_Rows_:
********
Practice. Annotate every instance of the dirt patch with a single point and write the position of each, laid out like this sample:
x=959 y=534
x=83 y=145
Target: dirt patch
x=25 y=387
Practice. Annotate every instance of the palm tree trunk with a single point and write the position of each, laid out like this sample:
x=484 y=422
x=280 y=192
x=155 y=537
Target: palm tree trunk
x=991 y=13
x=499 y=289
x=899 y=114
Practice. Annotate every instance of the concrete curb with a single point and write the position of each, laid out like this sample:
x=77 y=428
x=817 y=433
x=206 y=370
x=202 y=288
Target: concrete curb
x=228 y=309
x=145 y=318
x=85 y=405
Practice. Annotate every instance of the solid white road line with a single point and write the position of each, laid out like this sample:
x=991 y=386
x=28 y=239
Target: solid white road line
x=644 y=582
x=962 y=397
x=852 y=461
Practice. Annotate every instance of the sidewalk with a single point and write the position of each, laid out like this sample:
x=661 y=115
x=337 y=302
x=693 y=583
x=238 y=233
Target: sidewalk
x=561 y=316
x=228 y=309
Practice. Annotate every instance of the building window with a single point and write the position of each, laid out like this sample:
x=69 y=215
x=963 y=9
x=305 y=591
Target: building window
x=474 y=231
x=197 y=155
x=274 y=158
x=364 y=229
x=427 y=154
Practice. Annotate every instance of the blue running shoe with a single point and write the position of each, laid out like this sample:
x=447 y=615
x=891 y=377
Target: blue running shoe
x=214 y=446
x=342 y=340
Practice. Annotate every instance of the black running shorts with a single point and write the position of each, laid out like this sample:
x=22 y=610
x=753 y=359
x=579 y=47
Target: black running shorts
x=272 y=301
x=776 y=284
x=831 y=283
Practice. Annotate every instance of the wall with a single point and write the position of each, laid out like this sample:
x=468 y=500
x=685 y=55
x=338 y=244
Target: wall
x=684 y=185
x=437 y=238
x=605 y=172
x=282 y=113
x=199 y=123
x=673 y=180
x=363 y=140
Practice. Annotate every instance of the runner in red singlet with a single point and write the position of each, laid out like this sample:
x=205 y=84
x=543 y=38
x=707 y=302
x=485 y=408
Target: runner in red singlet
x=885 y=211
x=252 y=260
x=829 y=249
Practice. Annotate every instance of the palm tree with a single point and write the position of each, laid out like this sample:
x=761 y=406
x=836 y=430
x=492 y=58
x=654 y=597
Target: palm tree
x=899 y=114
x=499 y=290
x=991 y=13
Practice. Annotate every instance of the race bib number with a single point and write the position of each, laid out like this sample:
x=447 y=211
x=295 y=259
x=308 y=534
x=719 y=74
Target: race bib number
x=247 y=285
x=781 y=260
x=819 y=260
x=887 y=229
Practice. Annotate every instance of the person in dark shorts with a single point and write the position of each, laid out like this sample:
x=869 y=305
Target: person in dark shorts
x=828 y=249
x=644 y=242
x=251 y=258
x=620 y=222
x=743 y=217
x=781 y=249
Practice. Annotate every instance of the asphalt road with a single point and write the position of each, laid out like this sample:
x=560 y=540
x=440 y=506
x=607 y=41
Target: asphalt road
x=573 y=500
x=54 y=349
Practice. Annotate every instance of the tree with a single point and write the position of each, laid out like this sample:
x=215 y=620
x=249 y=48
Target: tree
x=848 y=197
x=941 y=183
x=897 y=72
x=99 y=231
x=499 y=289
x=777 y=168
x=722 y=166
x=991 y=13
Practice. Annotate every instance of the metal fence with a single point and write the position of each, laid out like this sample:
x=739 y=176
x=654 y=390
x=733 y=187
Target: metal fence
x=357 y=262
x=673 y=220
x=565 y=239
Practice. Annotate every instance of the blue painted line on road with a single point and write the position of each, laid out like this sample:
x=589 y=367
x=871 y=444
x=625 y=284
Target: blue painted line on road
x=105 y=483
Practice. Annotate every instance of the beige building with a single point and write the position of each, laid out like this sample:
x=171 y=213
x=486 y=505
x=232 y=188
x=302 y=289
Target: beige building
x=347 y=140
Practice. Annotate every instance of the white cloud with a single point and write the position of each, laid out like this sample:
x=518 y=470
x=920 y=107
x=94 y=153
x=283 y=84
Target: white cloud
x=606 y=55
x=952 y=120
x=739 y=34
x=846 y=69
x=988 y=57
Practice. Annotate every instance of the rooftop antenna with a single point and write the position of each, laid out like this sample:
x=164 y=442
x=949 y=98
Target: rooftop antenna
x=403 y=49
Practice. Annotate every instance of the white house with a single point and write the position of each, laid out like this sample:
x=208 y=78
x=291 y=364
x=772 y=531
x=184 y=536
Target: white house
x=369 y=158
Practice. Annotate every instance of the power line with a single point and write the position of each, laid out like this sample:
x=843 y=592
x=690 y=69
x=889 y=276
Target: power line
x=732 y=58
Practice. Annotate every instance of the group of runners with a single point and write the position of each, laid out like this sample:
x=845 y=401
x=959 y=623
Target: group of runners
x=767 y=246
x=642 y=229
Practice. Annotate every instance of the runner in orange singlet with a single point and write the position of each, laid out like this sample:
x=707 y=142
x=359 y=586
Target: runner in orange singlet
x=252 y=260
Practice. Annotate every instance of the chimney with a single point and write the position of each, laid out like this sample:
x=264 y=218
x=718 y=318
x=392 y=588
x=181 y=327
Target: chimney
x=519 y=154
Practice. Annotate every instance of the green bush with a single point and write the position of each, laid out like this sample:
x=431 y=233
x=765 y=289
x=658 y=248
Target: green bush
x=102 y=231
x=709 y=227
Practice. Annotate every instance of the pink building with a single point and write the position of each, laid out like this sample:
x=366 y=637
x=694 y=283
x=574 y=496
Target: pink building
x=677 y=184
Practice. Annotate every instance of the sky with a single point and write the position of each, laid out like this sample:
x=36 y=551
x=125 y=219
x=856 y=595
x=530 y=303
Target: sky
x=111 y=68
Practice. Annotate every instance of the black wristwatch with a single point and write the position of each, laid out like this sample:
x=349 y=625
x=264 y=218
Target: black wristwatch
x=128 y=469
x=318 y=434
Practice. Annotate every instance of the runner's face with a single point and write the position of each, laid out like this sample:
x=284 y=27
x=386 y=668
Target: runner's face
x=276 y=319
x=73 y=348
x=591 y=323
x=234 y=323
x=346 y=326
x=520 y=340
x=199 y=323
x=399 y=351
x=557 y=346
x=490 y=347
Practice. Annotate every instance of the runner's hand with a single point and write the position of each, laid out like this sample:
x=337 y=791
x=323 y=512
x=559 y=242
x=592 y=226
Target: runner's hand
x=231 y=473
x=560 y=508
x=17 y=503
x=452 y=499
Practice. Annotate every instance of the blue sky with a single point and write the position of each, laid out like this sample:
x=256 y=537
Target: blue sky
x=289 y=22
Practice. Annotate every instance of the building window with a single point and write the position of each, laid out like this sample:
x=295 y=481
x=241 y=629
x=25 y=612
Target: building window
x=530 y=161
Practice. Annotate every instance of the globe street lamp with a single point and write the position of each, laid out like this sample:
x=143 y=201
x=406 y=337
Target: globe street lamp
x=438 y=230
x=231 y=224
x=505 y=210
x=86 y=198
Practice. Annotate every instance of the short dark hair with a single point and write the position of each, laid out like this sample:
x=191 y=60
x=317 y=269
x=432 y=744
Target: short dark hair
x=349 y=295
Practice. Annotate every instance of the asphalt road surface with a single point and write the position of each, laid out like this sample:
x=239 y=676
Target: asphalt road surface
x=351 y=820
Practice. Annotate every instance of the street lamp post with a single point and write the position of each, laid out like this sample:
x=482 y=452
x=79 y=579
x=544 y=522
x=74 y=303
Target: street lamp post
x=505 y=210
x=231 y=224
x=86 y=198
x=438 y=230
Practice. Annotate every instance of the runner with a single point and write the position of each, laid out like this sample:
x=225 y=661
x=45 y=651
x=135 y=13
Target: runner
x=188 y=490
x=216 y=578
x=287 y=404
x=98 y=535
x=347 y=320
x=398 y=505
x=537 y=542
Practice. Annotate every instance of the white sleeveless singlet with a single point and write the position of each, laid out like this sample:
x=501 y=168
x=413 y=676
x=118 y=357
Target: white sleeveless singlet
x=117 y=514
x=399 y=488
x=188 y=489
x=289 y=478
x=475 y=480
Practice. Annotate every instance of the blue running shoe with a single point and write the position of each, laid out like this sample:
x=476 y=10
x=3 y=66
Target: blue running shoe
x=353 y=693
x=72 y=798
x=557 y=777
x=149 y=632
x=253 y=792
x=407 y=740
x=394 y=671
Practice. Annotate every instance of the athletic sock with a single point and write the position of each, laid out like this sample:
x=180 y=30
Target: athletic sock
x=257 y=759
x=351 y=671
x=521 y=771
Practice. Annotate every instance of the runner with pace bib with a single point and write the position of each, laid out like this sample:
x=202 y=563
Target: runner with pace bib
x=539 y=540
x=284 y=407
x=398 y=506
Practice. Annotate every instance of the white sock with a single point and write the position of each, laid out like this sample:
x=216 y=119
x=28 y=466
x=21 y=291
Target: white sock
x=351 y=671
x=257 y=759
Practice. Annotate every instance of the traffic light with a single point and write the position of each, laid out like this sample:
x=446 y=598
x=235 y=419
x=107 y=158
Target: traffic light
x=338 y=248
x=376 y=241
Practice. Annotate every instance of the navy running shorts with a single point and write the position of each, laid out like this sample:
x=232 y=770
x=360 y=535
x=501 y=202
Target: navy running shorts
********
_The task_:
Beginning at the line where "Practice. Annotate every instance of the white sock" appears, extract each line through the end of the data above; keep them exact and include nothing else.

_Complete output_:
Practice. Annotate every instance of the white sock with a single point and write the position of each, laid out like this sample:
x=216 y=119
x=28 y=466
x=21 y=291
Target: white sock
x=351 y=671
x=257 y=759
Practice. Annotate every instance of the traffic light with a single point and write the position of each, laid out like this sample:
x=446 y=598
x=235 y=419
x=107 y=158
Target: traffic light
x=338 y=248
x=376 y=241
Practice. Annotate every instance of the navy running shorts with a single point and write the position of each, laid out like this sample:
x=232 y=770
x=360 y=535
x=501 y=202
Target: navy running shorts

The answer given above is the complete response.